* [Problem] Write out all the entries word for word, but skip any images.

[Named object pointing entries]
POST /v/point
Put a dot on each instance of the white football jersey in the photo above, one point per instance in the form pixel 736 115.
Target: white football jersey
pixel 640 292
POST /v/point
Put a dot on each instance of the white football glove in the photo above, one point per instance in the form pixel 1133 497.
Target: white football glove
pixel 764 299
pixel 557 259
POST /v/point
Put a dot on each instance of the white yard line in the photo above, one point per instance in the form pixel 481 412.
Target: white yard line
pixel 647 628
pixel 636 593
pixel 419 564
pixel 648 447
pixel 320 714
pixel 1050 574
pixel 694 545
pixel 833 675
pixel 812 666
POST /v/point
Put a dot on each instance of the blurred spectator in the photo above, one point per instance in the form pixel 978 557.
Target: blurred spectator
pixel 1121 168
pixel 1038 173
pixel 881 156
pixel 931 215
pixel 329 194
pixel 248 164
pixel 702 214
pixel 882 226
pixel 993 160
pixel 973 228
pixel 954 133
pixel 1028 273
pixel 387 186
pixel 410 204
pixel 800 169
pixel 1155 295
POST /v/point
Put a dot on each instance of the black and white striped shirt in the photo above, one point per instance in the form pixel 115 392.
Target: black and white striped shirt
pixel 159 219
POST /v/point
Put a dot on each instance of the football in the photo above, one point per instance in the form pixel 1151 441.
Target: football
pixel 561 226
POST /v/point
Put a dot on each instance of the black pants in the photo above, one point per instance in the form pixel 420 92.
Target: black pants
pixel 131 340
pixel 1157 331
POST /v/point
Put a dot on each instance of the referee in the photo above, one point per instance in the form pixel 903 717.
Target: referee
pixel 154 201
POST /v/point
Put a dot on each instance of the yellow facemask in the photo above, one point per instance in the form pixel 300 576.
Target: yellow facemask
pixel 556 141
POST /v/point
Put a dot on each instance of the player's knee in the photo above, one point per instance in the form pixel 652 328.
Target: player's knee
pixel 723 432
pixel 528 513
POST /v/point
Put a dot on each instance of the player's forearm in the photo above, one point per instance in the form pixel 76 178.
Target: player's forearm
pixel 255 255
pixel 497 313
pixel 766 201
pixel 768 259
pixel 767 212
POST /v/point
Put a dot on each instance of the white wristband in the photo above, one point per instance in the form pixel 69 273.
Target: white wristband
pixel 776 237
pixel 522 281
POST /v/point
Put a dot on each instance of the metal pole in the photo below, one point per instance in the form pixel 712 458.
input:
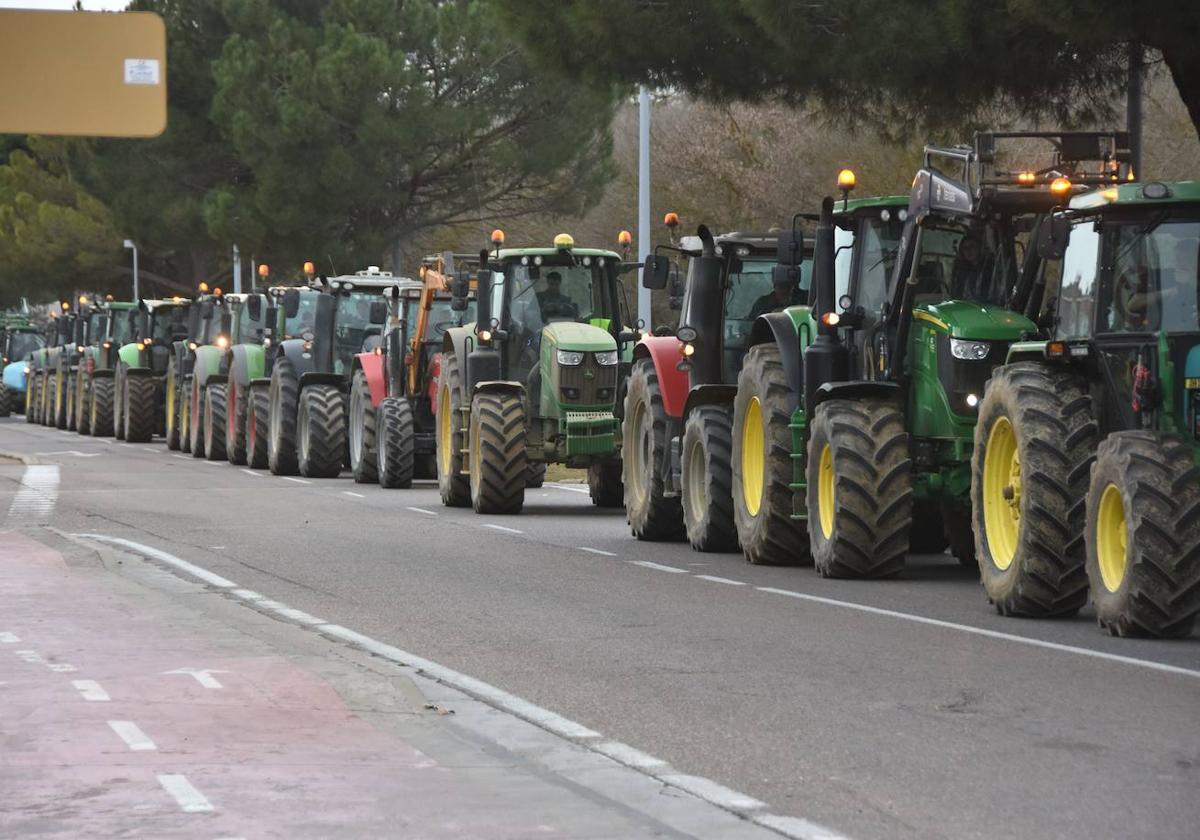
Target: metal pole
pixel 1133 107
pixel 643 198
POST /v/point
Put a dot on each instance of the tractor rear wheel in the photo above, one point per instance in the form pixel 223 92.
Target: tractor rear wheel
pixel 604 483
pixel 235 423
pixel 321 432
pixel 859 489
pixel 1033 447
pixel 497 453
pixel 1143 535
pixel 454 486
pixel 706 474
pixel 139 409
pixel 258 425
pixel 394 443
pixel 363 431
pixel 285 402
pixel 214 421
pixel 763 501
pixel 100 419
pixel 652 515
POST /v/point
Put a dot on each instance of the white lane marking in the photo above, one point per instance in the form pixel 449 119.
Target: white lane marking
pixel 983 631
pixel 90 690
pixel 203 676
pixel 37 496
pixel 135 738
pixel 714 579
pixel 163 557
pixel 184 793
pixel 659 567
pixel 505 529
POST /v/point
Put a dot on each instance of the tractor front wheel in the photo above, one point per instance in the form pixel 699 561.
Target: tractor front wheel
pixel 321 432
pixel 859 489
pixel 394 443
pixel 1143 535
pixel 497 453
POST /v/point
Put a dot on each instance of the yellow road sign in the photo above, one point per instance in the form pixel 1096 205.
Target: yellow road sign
pixel 99 75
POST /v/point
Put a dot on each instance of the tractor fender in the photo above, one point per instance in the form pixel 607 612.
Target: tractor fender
pixel 709 395
pixel 371 364
pixel 778 329
pixel 855 390
pixel 664 352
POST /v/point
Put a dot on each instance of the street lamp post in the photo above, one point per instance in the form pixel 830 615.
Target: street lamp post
pixel 130 245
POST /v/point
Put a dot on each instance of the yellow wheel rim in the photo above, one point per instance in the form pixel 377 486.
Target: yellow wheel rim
pixel 753 456
pixel 1002 493
pixel 826 491
pixel 444 431
pixel 1111 538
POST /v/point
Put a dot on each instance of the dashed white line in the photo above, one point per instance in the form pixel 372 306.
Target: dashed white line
pixel 184 793
pixel 504 528
pixel 90 690
pixel 135 738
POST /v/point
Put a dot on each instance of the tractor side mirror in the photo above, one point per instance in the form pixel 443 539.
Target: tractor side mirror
pixel 654 273
pixel 1054 233
pixel 291 303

* [Result for this task]
POST /v/point
Put a dot on each instance of the white football jersey in the photo above, one point per instance in the form pixel 736 115.
Target: white football jersey
pixel 640 292
POST /v/point
Put a dot on each instance of the white football glove in the photo above, one point per instance in the form pixel 1133 497.
Target: white football glove
pixel 764 299
pixel 557 259
POST /v/point
Put a dot on each instance of the white yard line in the photo above, one point per instance in the form pixel 481 412.
Target: white yard line
pixel 647 628
pixel 636 593
pixel 419 564
pixel 648 447
pixel 320 714
pixel 1050 574
pixel 694 545
pixel 833 675
pixel 812 666
POST /v/point
Put a dot on each instance of the blurred spectator in the photo above, one point per instance in the form pixel 978 557.
Target: blurred spectator
pixel 1121 168
pixel 1038 173
pixel 881 156
pixel 931 215
pixel 329 194
pixel 248 164
pixel 702 214
pixel 882 226
pixel 993 160
pixel 973 228
pixel 954 133
pixel 1028 273
pixel 387 186
pixel 410 204
pixel 800 169
pixel 1155 295
POST /v/point
Put a dot on each instance of the black and white striped shirt in the photo above, one point per instance in the form pixel 115 392.
Target: black and white striped shirt
pixel 159 219
POST /v/point
Put a dot on each instance of the football in the photo above, one point per instance in the form pixel 1151 441.
Target: football
pixel 561 226
POST /v/point
Put a dot on each instance of the black pants in the photo above, one point per instance in the form pixel 420 92.
Target: black pants
pixel 131 340
pixel 1157 331
POST /v/point
Put a dot on each instance of the referee in the photo above, one point per instance in the form pixel 903 717.
Target: referee
pixel 154 201
POST /v/point
Put a dot on each instance of the yellow facemask in the photo above, one point per instance in the form pixel 300 576.
Target: yellow facemask
pixel 556 141
POST /v/point
Put a dot on each instance of the player's knee in the photo above, one point per instance in the form pixel 652 328.
Target: player's knee
pixel 723 432
pixel 528 513
POST /v/point
Put a dot on each instance of the player's forearm in the photo above, one point per instance in the form pixel 76 178.
Target: player's forearm
pixel 255 255
pixel 497 313
pixel 766 201
pixel 768 259
pixel 767 212
POST /v/point
Put a dot on each instance of the white wristband in the photo above, one point per instance in the form pixel 69 273.
Target: white wristband
pixel 776 237
pixel 522 281
POST /v/point
Put a dot on each instance of the metal pole in the photo below, one point per instance in the form pixel 712 458.
input:
Target: metal pole
pixel 1133 107
pixel 643 198
POST /v/point
Put a dot on each instance of the tractor rear wheel in the photo above, one point per instance in the form pixel 223 92.
Target: tractor rear wheel
pixel 604 483
pixel 235 423
pixel 321 432
pixel 859 489
pixel 1033 447
pixel 497 453
pixel 1143 535
pixel 454 486
pixel 706 474
pixel 139 409
pixel 258 425
pixel 394 443
pixel 363 431
pixel 285 402
pixel 214 421
pixel 763 501
pixel 100 419
pixel 652 515
POST /v/point
Put a dot on each instance of the white lane marking in the photo above, one point per instance in the form pixel 449 119.
Target: white lane marking
pixel 983 631
pixel 90 690
pixel 203 676
pixel 37 496
pixel 135 738
pixel 714 579
pixel 163 557
pixel 184 793
pixel 659 567
pixel 505 529
POST /v/point
Put a dot on each instance of the tractor front wheel in the photo above, one point per instance in the form pixel 699 561.
Target: tractor front wheel
pixel 321 432
pixel 859 489
pixel 394 443
pixel 1143 535
pixel 497 453
POST /v/point
Put a dot on each instance of the yellow road sign in the photo above, one point per instance in the form pixel 1096 205.
Target: yellow road sign
pixel 99 75
POST /v/point
Put a dot on each instance of the tractor fender in the photo above, one point per instance in the form pixel 607 612.
Target: tractor fender
pixel 709 395
pixel 371 364
pixel 778 329
pixel 855 390
pixel 664 352
POST /v/point
Put a dot on each instance of the street lamp post in the photo above, one point per instance in the form pixel 830 615.
Target: street lamp post
pixel 130 245
POST /v/point
Put a dot on each instance of the yellow wheel rim in the photo above, one point per instance in the form pixel 377 486.
Target: yellow wheel rim
pixel 753 456
pixel 1002 493
pixel 826 491
pixel 444 431
pixel 1111 538
POST /v/point
Put a dot on each instance of the dashed white line in the photo above, one point per instance in the form pixel 372 306.
Target: dashed white line
pixel 184 793
pixel 504 528
pixel 90 690
pixel 135 738
POST /v/point
Put a dot on each instance of the tractor side mirror in the photo above, one point per instance in the form pixel 443 539.
Target: tractor side mirror
pixel 654 273
pixel 1054 233
pixel 291 303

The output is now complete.